__THE PROBLEM__: The answer must consist of every line from the data that holds "rope".

__RECORDS SHOWN__:
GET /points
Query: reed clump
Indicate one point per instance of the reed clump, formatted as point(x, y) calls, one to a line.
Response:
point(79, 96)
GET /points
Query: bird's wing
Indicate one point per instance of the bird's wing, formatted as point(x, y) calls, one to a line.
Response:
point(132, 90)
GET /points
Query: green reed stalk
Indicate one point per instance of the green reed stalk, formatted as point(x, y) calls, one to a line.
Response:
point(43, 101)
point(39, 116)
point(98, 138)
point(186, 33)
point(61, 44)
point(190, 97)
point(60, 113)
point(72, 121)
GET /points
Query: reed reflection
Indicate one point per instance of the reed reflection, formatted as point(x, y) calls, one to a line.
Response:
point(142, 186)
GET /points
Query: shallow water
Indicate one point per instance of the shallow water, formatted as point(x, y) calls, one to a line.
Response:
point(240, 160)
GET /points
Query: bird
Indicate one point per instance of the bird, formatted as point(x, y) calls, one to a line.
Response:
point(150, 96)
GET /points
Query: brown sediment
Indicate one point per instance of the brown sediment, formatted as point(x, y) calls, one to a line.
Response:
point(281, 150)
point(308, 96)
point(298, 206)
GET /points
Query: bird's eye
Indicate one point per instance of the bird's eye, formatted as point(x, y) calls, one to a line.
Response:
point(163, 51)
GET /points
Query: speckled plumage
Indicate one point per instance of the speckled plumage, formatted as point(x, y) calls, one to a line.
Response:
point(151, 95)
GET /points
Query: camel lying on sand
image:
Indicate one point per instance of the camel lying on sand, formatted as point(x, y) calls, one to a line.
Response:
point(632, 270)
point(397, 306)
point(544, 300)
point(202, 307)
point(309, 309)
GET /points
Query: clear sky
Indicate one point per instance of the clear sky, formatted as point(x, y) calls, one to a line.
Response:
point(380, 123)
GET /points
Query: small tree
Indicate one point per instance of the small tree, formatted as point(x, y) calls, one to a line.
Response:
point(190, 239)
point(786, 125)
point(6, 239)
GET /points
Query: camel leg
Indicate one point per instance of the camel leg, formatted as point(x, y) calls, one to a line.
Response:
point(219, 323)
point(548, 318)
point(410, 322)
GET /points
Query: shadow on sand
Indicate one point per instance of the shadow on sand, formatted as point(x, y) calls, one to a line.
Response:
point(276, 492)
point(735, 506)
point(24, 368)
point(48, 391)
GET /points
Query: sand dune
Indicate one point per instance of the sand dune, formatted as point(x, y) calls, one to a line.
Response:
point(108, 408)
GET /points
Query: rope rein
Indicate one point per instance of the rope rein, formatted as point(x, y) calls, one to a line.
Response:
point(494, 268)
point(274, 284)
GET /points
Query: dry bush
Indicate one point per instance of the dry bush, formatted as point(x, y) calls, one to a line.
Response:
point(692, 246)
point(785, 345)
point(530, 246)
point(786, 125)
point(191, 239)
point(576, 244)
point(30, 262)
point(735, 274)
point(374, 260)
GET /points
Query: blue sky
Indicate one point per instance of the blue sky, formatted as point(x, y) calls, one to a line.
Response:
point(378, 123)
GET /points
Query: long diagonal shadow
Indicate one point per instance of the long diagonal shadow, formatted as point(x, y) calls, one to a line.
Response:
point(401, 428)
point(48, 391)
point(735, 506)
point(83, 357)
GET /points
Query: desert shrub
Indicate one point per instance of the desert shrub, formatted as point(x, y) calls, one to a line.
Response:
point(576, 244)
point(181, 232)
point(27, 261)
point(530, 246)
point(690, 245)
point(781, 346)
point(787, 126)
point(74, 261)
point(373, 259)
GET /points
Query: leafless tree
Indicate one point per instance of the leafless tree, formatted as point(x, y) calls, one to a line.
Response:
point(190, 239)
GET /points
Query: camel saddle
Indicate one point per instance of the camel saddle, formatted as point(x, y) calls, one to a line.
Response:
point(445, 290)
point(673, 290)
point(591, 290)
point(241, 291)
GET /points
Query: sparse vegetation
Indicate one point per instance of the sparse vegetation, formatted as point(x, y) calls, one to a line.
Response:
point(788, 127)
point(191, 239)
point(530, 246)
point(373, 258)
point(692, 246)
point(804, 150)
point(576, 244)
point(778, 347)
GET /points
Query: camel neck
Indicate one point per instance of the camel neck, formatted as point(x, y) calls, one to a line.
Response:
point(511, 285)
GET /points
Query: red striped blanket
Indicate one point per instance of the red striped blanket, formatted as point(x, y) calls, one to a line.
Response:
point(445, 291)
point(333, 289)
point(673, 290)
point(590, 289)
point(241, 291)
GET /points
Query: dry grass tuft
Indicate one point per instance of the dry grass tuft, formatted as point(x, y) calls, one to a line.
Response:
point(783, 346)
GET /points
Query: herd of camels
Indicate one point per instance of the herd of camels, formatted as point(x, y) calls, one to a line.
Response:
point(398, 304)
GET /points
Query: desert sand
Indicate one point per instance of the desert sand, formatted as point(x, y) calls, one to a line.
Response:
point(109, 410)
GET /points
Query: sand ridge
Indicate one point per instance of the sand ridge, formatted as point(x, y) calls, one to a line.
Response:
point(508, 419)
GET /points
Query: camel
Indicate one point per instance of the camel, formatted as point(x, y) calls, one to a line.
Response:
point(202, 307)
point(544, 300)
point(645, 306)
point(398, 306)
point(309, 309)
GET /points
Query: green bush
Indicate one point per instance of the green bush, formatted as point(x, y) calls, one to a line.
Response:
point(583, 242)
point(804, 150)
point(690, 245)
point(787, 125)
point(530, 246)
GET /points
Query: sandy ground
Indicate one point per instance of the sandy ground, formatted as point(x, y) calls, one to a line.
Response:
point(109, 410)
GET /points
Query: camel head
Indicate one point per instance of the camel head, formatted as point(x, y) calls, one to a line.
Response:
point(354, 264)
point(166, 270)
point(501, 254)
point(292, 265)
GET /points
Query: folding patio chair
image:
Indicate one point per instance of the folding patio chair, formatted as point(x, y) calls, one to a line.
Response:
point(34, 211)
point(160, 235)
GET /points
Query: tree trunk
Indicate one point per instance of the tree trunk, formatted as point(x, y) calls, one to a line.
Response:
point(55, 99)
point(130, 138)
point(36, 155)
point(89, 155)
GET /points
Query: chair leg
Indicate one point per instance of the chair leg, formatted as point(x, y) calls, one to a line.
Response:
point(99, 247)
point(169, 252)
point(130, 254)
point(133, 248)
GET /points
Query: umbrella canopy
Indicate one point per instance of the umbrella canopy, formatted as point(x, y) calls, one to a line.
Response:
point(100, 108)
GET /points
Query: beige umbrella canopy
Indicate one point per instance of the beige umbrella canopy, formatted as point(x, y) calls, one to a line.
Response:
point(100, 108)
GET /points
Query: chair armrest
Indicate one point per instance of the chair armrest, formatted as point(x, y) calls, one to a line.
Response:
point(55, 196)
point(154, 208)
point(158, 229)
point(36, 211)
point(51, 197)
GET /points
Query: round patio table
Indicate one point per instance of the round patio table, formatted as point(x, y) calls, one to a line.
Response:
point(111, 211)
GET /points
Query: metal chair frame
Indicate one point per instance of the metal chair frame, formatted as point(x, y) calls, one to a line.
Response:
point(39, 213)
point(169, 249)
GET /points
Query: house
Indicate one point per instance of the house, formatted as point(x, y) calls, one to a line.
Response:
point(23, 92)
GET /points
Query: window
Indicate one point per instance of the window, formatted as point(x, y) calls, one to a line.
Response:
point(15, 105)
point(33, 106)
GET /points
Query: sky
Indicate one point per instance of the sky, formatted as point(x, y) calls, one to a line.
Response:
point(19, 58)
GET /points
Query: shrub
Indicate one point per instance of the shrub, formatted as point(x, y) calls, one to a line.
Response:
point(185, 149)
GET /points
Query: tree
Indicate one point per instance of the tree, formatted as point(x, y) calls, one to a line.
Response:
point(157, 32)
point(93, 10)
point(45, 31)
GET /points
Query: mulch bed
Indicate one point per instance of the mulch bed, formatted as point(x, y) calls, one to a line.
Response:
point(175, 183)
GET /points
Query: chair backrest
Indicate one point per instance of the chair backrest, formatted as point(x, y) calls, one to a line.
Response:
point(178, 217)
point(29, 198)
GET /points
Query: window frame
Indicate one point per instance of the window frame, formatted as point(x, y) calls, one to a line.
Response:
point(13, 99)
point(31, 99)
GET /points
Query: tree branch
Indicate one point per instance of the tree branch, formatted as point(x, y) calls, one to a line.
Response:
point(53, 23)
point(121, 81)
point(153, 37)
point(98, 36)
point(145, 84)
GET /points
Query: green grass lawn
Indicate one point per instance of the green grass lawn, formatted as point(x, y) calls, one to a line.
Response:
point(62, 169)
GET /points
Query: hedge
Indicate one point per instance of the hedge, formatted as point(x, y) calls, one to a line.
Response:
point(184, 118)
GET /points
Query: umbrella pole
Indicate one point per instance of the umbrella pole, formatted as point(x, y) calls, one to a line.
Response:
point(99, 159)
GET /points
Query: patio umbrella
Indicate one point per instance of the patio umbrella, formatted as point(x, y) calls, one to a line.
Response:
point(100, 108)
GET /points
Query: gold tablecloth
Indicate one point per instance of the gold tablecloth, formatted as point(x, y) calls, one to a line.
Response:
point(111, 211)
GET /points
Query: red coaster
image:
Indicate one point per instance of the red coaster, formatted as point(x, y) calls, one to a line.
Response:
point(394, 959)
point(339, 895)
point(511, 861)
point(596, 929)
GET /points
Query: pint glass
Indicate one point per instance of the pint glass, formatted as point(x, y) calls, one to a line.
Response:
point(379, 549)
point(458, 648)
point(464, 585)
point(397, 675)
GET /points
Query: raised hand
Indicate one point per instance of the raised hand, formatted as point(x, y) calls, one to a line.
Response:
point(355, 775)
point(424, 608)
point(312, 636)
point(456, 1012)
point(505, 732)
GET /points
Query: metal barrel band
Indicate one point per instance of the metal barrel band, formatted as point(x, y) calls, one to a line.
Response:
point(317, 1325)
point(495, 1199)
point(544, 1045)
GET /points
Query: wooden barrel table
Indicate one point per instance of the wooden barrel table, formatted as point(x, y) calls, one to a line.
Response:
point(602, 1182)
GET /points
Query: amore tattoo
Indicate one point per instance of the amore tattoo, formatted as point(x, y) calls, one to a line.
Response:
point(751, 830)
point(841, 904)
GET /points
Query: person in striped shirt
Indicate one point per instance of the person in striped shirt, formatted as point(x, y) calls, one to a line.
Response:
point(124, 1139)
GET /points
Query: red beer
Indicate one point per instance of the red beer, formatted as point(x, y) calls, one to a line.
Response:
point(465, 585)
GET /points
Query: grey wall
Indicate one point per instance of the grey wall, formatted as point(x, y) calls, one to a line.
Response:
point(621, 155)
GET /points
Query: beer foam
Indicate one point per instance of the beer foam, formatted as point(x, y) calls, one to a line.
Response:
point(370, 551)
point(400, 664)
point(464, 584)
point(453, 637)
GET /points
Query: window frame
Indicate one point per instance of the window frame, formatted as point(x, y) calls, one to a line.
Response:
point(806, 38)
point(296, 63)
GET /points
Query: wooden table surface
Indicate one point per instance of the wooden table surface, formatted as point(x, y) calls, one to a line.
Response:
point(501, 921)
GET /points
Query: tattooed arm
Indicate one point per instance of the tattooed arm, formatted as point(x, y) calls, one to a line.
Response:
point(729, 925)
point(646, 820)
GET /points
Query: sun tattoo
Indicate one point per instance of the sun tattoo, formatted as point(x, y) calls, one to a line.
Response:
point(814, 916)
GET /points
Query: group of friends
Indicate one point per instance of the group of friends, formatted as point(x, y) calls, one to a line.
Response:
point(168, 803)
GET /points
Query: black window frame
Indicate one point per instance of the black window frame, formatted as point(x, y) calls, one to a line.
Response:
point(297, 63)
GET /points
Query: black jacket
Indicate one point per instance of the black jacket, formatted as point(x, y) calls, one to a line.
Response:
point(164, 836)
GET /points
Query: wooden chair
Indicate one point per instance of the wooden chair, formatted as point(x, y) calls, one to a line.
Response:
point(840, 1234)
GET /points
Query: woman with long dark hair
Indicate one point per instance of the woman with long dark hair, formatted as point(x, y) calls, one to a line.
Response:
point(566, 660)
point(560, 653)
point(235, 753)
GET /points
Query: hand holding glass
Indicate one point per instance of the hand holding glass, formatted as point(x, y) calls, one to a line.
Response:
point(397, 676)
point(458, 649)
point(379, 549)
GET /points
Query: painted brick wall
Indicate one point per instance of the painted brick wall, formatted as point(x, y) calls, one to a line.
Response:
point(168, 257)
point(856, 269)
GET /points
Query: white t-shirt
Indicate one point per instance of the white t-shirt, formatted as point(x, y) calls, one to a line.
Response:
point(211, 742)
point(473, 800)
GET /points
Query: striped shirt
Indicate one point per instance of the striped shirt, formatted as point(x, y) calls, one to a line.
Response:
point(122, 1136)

__RESULT OF THIS TASK__:
Query: rope rein
Indicate one point per instance of the rope rein, formatted as point(x, y) calls, one to a line.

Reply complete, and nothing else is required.